# Mapmaking Discussion & Philosophy (WIP/Critique) > Dungeon/Subterranean Mapping >  Deserted Mines

## torstan

So in homage to the new edition of D&D I am putting together an adventure for my group using 4e. I thought we'd keep the first one simple so I fell back on the old disused mine full of goblins. A short while after deciding that and I have a series of map layouts. As with the other ones I've put up today, these are really rough (with the first being the roughest of all).

Entrance to the mines:


Upper Mine level:


Lower Mine level:

----------


## delgondahntelius

watch out on those goblins ... that party from Wolfdell.... my first 4e TPK .... and it was goblins ... and it was the standard lvl 3 encounter... but I admit they had some bad rolls that night ... and I had some exceptional rolls.... so much in fact that if I had fudged anymore it would have been obvious that I was going to considerable lengths to keep them alive... but they had fun.. I had fun... and that's what its all about ..  :Smile: 

I'm not sure what that first map is... but the other two look good... Scale.... would be nice  :Very Happy:

----------


## torstan

Yep. I admit that first one is a bit of a 'note to self...' map rather than something anyone else could understand. all will become clear in time.

Dataset extract:
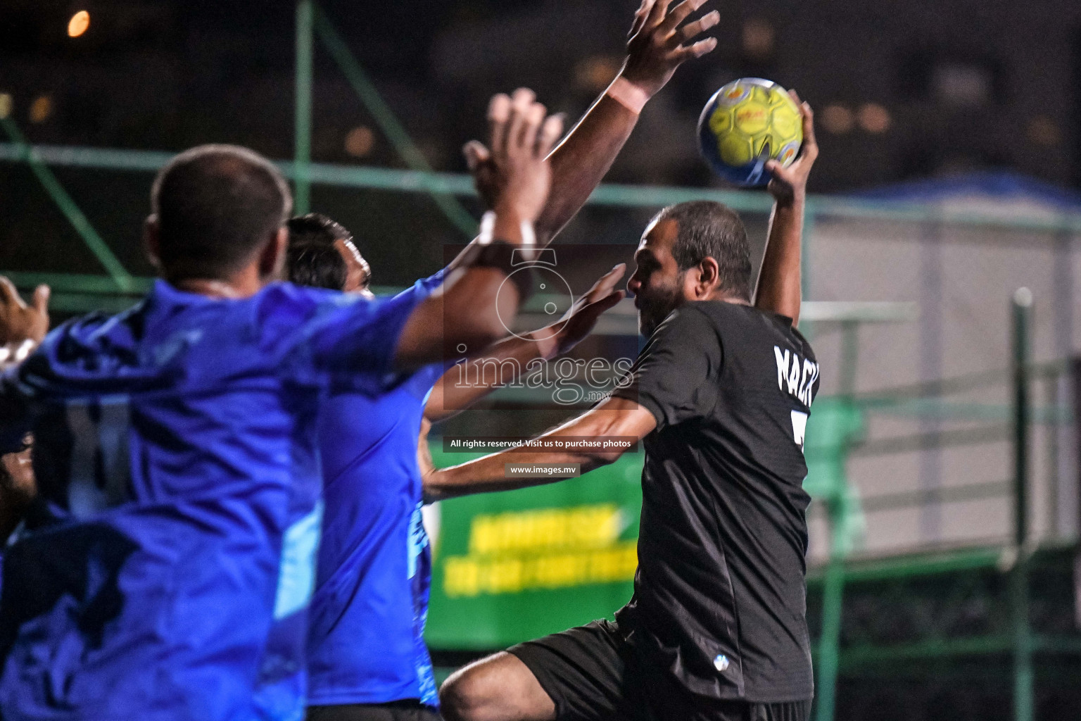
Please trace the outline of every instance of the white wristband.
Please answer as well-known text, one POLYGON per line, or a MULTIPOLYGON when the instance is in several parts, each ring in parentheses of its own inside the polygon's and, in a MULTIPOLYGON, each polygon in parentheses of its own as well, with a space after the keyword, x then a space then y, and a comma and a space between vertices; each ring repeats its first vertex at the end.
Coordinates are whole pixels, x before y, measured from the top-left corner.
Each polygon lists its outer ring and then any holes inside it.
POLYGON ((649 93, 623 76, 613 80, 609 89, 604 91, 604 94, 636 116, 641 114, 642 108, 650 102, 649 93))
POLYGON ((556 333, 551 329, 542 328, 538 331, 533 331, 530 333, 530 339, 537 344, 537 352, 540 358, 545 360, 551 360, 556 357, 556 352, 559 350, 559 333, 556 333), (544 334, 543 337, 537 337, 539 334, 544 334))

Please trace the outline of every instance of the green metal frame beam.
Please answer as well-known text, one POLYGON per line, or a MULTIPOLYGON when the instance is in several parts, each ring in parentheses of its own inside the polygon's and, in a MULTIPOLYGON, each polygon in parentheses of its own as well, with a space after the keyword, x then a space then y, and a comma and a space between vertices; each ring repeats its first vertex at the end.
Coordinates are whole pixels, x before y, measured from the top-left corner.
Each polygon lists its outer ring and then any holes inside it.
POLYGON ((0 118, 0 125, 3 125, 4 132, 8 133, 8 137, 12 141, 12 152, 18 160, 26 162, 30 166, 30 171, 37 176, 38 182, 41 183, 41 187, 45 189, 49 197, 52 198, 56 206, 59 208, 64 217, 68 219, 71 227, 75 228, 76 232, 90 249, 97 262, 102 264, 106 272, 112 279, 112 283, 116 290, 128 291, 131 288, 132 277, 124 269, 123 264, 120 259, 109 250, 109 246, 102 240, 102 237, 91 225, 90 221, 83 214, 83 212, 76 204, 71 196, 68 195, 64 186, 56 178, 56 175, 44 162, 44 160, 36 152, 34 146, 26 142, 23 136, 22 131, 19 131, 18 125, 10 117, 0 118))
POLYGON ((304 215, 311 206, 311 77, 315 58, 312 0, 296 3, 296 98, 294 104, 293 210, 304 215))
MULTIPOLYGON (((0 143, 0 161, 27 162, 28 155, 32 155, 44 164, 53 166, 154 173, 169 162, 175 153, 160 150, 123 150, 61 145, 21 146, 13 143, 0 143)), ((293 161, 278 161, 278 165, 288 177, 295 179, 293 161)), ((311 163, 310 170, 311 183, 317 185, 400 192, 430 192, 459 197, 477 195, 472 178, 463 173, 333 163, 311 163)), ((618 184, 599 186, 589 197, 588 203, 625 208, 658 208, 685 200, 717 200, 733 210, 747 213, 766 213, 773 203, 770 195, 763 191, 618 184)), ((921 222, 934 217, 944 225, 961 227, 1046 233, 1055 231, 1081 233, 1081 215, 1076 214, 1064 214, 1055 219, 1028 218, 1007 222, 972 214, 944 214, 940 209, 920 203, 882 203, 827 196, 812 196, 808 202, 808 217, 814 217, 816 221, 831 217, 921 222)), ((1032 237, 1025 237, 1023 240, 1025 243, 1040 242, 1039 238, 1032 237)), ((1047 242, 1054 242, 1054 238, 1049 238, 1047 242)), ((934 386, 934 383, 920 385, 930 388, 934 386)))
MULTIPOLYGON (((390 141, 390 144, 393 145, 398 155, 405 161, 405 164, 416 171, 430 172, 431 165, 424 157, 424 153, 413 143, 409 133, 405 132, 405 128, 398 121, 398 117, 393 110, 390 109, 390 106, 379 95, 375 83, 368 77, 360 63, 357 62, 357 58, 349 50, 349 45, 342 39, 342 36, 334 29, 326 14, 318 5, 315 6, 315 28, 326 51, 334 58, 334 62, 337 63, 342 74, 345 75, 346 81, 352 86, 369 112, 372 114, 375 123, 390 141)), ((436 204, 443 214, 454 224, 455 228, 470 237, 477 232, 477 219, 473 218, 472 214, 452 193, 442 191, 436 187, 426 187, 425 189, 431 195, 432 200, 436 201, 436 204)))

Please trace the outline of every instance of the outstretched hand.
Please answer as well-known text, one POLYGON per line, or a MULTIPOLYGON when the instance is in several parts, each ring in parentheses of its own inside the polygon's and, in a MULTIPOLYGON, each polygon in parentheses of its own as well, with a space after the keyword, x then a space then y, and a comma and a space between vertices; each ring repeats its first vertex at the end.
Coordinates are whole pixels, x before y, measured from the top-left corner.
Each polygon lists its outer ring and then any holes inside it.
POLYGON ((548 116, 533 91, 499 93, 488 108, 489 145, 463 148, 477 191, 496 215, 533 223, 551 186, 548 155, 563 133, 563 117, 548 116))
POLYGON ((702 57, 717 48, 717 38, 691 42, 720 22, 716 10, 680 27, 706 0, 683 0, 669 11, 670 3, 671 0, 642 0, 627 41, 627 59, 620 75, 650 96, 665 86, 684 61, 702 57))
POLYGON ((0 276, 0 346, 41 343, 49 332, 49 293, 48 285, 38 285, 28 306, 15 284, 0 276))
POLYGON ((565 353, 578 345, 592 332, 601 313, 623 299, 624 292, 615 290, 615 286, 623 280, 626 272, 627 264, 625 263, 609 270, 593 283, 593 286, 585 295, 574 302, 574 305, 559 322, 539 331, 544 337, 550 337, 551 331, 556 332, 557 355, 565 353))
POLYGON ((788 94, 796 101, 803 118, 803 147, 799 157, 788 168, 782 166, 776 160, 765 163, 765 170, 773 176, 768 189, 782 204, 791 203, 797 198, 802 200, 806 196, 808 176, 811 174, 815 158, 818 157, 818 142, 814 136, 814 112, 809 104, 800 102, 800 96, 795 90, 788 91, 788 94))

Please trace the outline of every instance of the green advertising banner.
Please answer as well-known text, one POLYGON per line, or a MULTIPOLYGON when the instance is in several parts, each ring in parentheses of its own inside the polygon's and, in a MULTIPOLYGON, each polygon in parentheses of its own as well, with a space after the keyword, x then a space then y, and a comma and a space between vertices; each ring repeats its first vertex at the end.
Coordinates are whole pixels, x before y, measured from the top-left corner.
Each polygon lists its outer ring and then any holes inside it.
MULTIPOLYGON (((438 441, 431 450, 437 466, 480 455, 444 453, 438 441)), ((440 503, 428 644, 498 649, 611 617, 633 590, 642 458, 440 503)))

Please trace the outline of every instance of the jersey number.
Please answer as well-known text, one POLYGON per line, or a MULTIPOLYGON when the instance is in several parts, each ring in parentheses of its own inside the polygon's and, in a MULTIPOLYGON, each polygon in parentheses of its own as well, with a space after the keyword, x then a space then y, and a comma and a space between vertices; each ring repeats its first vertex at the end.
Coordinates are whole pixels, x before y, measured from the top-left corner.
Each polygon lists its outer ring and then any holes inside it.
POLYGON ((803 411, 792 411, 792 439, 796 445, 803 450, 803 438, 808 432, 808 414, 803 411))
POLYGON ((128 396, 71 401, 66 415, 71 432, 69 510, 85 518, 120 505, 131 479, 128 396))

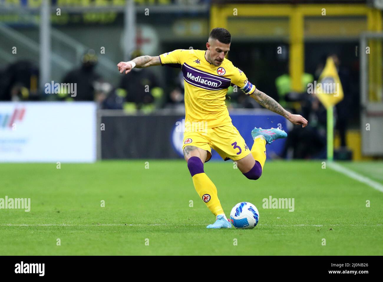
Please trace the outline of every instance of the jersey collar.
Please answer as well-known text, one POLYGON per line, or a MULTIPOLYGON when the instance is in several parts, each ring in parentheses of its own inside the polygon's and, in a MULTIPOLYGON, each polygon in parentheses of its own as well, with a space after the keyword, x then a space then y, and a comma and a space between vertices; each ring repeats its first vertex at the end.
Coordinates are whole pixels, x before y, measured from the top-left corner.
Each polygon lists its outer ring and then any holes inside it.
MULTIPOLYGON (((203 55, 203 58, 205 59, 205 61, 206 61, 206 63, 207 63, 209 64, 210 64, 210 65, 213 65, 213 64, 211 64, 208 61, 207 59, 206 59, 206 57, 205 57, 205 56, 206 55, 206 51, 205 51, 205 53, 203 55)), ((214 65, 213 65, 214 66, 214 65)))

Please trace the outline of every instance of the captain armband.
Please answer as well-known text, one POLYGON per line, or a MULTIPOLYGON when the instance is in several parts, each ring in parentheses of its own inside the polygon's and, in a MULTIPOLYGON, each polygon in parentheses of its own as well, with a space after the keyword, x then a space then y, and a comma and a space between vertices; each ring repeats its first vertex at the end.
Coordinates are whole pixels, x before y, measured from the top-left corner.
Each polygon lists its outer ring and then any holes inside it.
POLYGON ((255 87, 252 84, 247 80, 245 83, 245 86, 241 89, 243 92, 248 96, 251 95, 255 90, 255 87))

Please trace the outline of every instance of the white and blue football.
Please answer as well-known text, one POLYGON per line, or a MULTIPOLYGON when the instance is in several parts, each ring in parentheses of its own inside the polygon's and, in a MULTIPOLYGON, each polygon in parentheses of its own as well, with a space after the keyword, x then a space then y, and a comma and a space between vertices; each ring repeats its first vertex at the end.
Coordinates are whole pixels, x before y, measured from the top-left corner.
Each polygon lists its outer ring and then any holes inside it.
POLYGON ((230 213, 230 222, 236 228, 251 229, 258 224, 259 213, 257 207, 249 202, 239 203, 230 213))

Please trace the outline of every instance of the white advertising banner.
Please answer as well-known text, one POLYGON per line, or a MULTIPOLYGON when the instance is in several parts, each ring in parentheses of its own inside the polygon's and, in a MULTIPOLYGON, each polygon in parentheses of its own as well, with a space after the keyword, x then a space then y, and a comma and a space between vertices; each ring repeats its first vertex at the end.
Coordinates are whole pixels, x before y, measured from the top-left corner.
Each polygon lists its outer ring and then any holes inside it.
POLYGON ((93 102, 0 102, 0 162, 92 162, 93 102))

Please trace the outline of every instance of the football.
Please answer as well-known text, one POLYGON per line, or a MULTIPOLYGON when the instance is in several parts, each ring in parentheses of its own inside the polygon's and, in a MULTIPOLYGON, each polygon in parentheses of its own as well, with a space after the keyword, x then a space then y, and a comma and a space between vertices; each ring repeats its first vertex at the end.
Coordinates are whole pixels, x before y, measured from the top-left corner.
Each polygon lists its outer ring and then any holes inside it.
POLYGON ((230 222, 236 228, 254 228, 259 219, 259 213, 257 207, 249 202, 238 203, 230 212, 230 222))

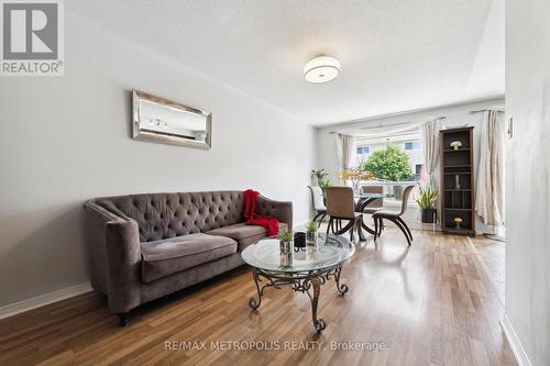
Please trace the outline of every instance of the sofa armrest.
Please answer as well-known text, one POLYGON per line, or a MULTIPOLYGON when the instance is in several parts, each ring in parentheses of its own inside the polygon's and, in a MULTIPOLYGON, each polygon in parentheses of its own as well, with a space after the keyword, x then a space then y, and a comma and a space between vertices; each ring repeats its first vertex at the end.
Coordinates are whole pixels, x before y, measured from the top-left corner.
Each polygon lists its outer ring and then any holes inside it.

Challenge A:
Translate this sentence from the deserted mines thread into Spanish: "As with the other ones I've put up today, these are really rough (with the first being the roughest of all)."
Challenge B:
Write the next part of the deserted mines forum thread, picking up after its final post.
The records are separate material, unrelated to the forum thread on deserted mines.

Exercise response A:
Como con los otros que he subido hoy, estos son muy toscos (y el primero es el más tosco de todos).

Exercise response B:
These ones have a scale - 1 square=5'

----------


## delgondahntelius

Torstan... you are by far one of my favorite mappers on here.... keep up the good work...  :Very Happy:

----------


## torstan

Okay, so I have the next instalment in my 4e game this evening so I am trying to get some maps out for it. Here's the mine entrance in line form:

----------


## jfrazierjr

> Okay, so I have the next instalment in my 4e game this evening so I am trying to get some maps out for it. Here's the mine entrance in line form:



It is amazing how you can take something that I have NO CLUE what it is in a sketch and turn it into such an incredible piece of art... Looking forward to how this comes out.

Joe

----------


## torstan

Well, I changed the layout a lot from the sketch as a few things didn't really fit together. I'm having to change the mine layour as well. The lines for that will be posted next.

----------


## torstan

Right, some basic lines for the inside of the mines. This is going to be a very basic set of maps tonight as I really have no time to colour these.

----------


## torstan

... and here's the lower level - accessed through a hole in the 'throne room' floor. It'll be more obvious when it's a little further along.

----------


## Ghalev

Groovy. I've been needing some raw dungeon maps to test out some of my revised dungeon-ink playground routines in Photoshop, so I snagged your first level to see how it would come out (since I hadn't really tested the routine on lines quite like these yet). Came out kinda nice! If it wouldn't be rude to do so, let me know and I'll post it here for your amusement.

----------


## torstan

Please do!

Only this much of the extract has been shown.